Objective
Copy the entries from the line containing "-- select a point on the grassy" through the line containing "[(109, 433), (522, 585), (183, 527)]", including the requests. Scale each point coordinate in the answers by 0.7 and round it to a whole number, with halves rounded up. Keep the numbers in the requests and their sample result rows unchanged.

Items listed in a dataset
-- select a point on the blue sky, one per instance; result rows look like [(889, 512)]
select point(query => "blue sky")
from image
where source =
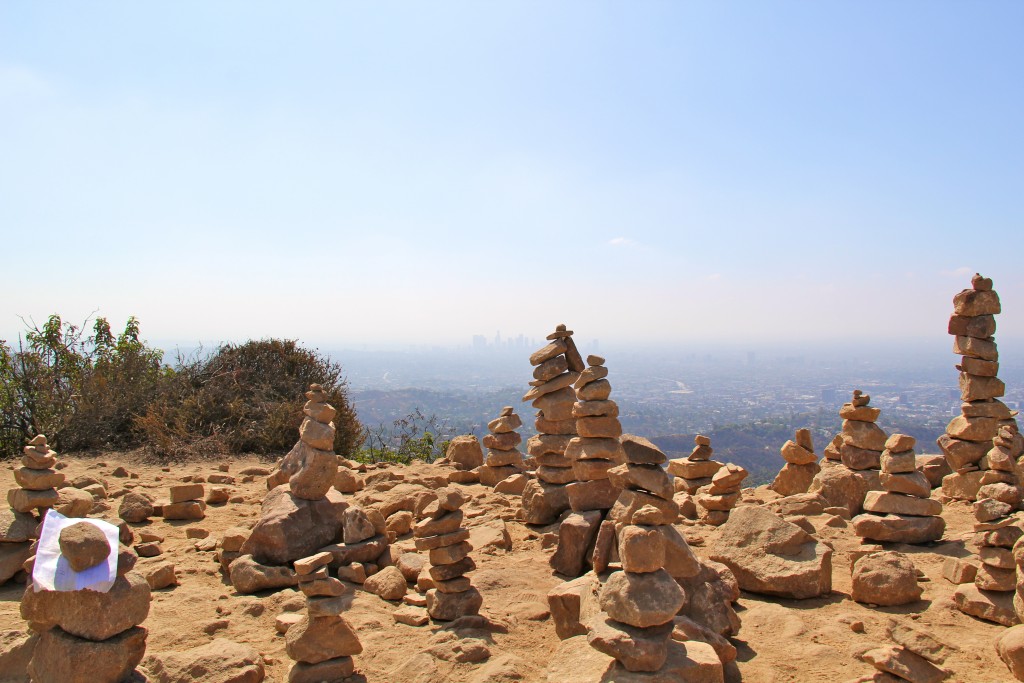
[(378, 173)]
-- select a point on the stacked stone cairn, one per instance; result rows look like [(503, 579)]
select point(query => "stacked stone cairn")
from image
[(440, 534), (801, 465), (903, 512), (716, 500), (640, 601), (557, 366), (186, 502), (695, 470), (18, 525), (503, 458), (863, 440), (37, 478), (969, 436), (996, 527), (88, 636), (322, 642)]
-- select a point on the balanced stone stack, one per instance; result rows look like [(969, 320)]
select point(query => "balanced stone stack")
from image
[(597, 449), (969, 436), (186, 502), (639, 603), (801, 465), (503, 458), (322, 642), (88, 636), (697, 469), (37, 478), (903, 512), (311, 464), (439, 532), (721, 496), (557, 366), (863, 440)]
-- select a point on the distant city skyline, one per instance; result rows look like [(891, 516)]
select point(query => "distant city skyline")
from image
[(391, 175)]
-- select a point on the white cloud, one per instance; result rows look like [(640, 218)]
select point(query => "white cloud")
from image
[(22, 82), (962, 271), (622, 242)]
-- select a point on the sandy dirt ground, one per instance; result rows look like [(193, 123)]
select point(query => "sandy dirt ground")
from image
[(780, 640)]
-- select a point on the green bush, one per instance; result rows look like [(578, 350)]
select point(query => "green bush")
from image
[(246, 398)]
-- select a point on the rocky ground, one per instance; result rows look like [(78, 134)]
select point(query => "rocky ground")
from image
[(779, 640)]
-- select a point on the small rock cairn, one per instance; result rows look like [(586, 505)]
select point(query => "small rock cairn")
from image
[(639, 602), (863, 440), (903, 512), (88, 636), (37, 478), (996, 530), (322, 642), (557, 366), (969, 436), (439, 532), (695, 470), (801, 465), (721, 496), (503, 458), (596, 450), (186, 502)]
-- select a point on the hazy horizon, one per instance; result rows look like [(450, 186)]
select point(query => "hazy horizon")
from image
[(370, 174)]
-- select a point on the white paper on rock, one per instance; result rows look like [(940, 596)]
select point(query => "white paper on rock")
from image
[(52, 572)]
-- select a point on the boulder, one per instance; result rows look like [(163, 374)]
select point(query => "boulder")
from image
[(290, 527), (771, 556), (87, 613), (218, 662), (59, 656), (885, 579)]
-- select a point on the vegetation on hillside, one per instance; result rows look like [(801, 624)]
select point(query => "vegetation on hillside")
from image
[(103, 390)]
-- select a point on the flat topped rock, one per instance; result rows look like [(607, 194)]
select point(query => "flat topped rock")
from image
[(84, 546)]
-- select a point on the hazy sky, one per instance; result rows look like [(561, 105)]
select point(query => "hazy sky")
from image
[(424, 171)]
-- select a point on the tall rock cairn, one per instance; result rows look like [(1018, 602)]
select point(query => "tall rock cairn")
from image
[(997, 501), (89, 637), (439, 532), (801, 465), (969, 436), (597, 449), (311, 466), (863, 440), (903, 512), (556, 367), (322, 642), (37, 478), (717, 499), (639, 603), (503, 458)]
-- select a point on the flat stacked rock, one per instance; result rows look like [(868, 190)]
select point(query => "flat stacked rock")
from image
[(721, 496), (311, 466), (186, 502), (503, 458), (903, 512), (969, 436), (88, 636), (992, 596), (695, 470), (556, 367), (439, 532), (322, 642), (597, 449), (801, 465), (37, 478), (638, 603), (863, 440)]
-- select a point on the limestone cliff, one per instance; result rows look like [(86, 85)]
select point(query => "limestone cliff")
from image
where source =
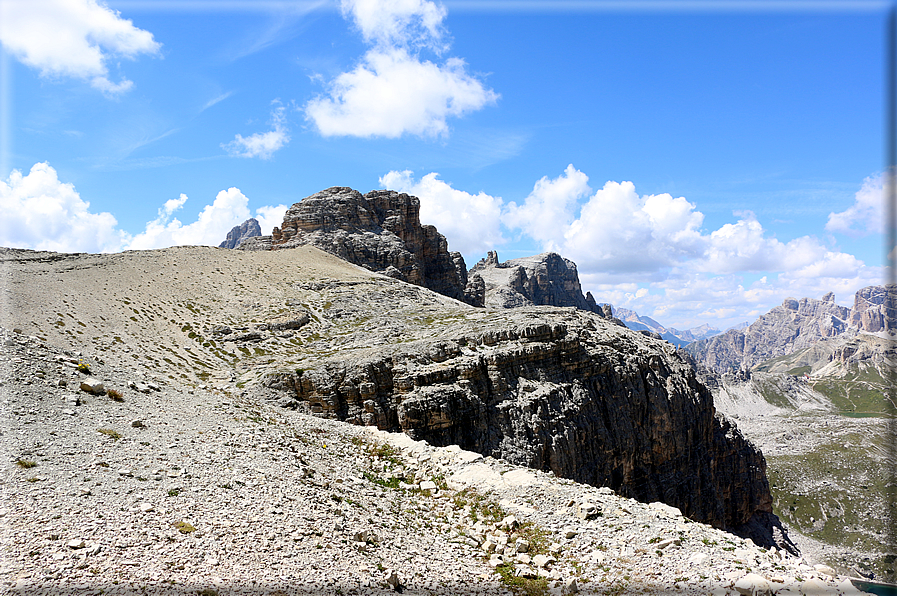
[(560, 390), (546, 279), (793, 326), (875, 309), (380, 231), (248, 229)]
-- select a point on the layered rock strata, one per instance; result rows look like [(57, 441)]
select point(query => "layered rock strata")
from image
[(793, 326), (248, 229), (554, 388), (380, 231), (875, 309), (562, 391)]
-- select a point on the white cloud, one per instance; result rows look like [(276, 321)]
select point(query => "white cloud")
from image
[(549, 208), (42, 213), (397, 23), (269, 217), (229, 209), (72, 38), (616, 230), (866, 215), (262, 144), (471, 223), (392, 91)]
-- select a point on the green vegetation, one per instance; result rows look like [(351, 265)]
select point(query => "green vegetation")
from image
[(522, 585), (183, 527), (838, 493)]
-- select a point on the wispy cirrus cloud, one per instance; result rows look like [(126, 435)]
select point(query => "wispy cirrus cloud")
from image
[(392, 91), (43, 213), (866, 215), (73, 38), (262, 144)]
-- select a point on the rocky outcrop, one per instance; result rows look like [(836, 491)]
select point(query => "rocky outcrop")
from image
[(875, 309), (795, 325), (559, 390), (546, 279), (633, 320), (248, 229), (380, 231)]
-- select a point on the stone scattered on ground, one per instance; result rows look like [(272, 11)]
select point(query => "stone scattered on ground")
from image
[(250, 498)]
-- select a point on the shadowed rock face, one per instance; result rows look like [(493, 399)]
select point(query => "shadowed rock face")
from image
[(248, 229), (380, 231), (875, 309), (564, 391)]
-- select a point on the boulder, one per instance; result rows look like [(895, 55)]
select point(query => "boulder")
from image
[(248, 229)]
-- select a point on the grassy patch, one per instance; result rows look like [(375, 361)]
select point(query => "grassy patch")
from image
[(109, 433), (522, 585), (183, 527)]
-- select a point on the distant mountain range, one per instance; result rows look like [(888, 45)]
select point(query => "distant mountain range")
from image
[(633, 320), (808, 326)]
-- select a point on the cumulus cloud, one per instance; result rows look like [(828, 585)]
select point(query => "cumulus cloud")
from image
[(230, 208), (72, 38), (549, 208), (866, 215), (42, 213), (392, 91), (262, 144), (470, 222), (270, 217)]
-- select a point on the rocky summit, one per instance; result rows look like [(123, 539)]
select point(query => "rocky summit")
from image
[(798, 325), (149, 449), (545, 279), (380, 231), (248, 229)]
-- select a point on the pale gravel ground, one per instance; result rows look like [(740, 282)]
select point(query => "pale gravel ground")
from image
[(277, 499)]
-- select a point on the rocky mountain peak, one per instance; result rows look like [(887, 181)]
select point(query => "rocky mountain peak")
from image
[(546, 279), (875, 309), (380, 231), (248, 229), (796, 325)]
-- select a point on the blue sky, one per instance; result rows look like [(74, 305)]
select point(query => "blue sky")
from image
[(699, 161)]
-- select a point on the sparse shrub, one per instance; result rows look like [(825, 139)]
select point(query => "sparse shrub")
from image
[(183, 527), (109, 433)]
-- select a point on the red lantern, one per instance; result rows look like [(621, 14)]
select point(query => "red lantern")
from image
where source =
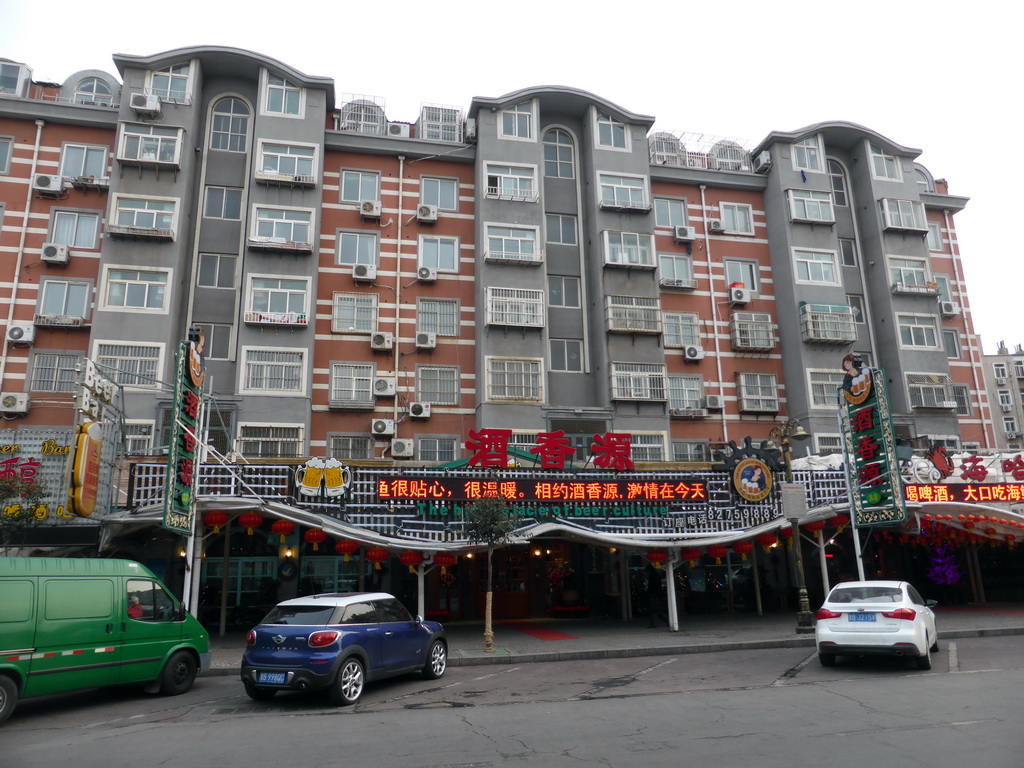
[(215, 520), (346, 547), (314, 537), (412, 559), (250, 520), (283, 528), (378, 555)]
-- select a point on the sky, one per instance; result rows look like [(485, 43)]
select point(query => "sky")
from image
[(939, 76)]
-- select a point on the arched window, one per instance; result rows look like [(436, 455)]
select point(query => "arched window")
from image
[(230, 125)]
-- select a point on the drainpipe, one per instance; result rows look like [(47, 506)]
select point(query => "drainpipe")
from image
[(20, 245)]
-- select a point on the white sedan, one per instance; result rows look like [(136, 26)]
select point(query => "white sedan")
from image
[(878, 619)]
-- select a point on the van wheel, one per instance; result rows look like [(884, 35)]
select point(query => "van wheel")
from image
[(178, 674), (8, 696)]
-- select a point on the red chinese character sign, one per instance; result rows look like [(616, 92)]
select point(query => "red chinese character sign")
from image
[(872, 471)]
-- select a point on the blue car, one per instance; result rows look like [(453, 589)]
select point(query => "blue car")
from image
[(339, 642)]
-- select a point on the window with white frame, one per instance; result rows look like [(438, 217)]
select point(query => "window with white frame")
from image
[(629, 249), (806, 205), (135, 290), (511, 182), (268, 371), (352, 383), (437, 316), (442, 193), (566, 355), (807, 155), (884, 165), (439, 253), (517, 121), (136, 366), (514, 379), (816, 266), (80, 160), (357, 186), (354, 312), (54, 372), (437, 385), (563, 292), (74, 228), (356, 248), (515, 306), (737, 218), (559, 155)]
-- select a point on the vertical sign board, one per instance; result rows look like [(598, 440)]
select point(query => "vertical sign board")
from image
[(869, 448)]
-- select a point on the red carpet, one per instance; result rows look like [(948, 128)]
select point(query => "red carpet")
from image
[(539, 631)]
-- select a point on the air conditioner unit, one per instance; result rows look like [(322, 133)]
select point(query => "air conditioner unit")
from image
[(54, 253), (365, 272), (145, 103), (382, 427), (14, 402), (47, 184), (382, 340), (24, 334), (739, 296), (402, 449), (384, 387)]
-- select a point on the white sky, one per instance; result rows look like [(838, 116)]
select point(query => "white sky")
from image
[(936, 75)]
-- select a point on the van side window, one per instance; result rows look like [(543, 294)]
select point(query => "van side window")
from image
[(148, 602)]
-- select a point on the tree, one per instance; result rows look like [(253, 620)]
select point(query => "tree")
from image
[(488, 522)]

The result
-- select a point on the grassy patch, one per instance; result rows look like [(375, 361)]
select point(query => "grassy patch")
from image
[(76, 303), (365, 410), (128, 369)]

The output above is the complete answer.